- _练习题目 1_
从下列条目中提取所有包含字符串“light”的行，大小写须完全一致。
------ 引用原文 ------
Snoopy - the PHP net client v1.2.4

Snoopy是一个php类,用来模拟浏览器的功能,可以获取网页内容,发送表单。
Snoopy的特点:
1、抓取网页的内容 fetch
2、抓取网页的文本内容 (去除HTML标签) fetchtext
3、抓取网页的链接,表单 fetchlinks fetchform
4、支持代理主机
5、支持基本的用户名/密码验证
6、支持设置 user_agent, referer(来路), cookies 和 header content(头文件)
7、支持浏览器重定向,并能控制重定向深度
8、能把网页中的链接扩展成高质量的url(默认)
9、提交数据并且获取返回值
10、支持跟踪HTML框架
11、支持重定向的时候传递cookies
要求php4以上就可以了,由于本身是php一个类,无需扩支持,服务器不支持curl时候的最好选择。
------ 练习素材 ------
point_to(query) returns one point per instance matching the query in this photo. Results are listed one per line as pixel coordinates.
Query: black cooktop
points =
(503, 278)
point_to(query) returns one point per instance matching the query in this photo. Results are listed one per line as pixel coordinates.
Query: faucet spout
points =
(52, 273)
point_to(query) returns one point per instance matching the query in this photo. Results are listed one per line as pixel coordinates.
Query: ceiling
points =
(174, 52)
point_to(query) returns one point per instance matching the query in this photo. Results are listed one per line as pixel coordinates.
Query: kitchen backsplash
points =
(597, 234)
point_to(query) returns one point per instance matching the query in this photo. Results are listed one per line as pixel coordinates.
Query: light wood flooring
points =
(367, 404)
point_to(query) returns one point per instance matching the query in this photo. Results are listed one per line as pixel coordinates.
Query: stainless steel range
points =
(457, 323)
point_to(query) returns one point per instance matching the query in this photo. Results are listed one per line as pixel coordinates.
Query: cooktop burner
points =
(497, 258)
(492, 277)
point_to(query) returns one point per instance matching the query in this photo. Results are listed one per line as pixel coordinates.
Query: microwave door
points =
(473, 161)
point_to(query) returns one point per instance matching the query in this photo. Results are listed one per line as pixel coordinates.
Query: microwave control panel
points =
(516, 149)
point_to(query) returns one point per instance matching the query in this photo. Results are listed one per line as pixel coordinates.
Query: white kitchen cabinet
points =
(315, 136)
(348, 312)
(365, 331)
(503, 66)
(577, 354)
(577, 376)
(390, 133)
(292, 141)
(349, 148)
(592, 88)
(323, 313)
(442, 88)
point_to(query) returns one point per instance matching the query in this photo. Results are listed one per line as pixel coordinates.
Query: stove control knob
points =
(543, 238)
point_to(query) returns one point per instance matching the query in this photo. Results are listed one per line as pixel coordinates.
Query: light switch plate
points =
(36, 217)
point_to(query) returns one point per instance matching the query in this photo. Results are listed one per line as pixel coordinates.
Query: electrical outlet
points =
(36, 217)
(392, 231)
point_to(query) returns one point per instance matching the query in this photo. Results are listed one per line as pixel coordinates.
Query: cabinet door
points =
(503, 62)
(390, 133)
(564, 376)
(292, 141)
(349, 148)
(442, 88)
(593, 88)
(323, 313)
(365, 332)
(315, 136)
------
------ 练习素材 ------
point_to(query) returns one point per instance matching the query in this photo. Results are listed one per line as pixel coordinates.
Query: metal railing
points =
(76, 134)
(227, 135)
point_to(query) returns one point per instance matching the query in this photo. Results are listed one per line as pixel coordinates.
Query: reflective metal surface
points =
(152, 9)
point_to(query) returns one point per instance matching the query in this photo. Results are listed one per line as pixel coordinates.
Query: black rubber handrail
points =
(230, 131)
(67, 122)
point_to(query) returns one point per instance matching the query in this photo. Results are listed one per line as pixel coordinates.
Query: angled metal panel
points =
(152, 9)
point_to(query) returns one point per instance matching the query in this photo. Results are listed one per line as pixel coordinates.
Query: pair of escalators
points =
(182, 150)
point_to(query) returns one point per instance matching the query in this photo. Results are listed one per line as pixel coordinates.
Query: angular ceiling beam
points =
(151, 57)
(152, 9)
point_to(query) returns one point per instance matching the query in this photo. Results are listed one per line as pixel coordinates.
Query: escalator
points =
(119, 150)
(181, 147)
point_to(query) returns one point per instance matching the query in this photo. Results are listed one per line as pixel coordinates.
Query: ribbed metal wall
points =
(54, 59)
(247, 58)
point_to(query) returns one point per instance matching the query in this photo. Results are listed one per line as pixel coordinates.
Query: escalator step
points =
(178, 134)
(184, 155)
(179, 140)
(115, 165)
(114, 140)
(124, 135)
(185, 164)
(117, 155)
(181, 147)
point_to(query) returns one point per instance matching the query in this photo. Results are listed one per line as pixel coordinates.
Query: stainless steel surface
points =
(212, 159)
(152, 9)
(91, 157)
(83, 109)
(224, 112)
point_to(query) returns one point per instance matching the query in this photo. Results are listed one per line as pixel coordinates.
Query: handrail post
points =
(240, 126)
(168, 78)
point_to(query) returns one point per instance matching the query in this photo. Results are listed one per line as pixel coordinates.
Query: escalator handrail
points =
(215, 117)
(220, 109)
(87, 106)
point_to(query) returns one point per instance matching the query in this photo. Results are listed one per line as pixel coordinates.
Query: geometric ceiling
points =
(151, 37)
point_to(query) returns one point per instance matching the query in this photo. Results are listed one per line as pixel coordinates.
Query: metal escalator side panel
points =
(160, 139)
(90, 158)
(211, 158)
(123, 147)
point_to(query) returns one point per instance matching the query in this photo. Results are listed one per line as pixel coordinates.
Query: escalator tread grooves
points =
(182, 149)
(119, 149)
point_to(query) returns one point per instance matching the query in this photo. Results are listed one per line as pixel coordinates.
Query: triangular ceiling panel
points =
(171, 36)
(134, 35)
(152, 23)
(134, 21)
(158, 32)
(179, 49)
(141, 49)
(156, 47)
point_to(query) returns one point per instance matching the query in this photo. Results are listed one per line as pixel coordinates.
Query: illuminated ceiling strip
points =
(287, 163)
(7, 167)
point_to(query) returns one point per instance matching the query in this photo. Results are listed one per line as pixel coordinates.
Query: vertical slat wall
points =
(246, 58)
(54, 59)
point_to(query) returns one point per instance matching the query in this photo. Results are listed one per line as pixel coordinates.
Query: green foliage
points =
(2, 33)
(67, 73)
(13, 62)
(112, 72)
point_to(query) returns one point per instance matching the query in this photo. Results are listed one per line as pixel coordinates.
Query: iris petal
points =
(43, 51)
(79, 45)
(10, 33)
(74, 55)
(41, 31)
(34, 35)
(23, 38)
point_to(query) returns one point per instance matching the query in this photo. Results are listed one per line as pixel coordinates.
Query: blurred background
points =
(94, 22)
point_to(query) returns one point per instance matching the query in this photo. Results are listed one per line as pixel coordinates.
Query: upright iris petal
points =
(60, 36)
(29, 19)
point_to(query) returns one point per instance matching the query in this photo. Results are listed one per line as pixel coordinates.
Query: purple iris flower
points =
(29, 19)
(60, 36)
------
- _练习题目 2_
依据上文关于 Snoopy 的引文，使用 Snoopy 对 PHP 版本有何要求？

- _参考答案 1_
Query: light wood flooring
Query: light switch plate

- _参考答案 2_
PHP 4 以上即可。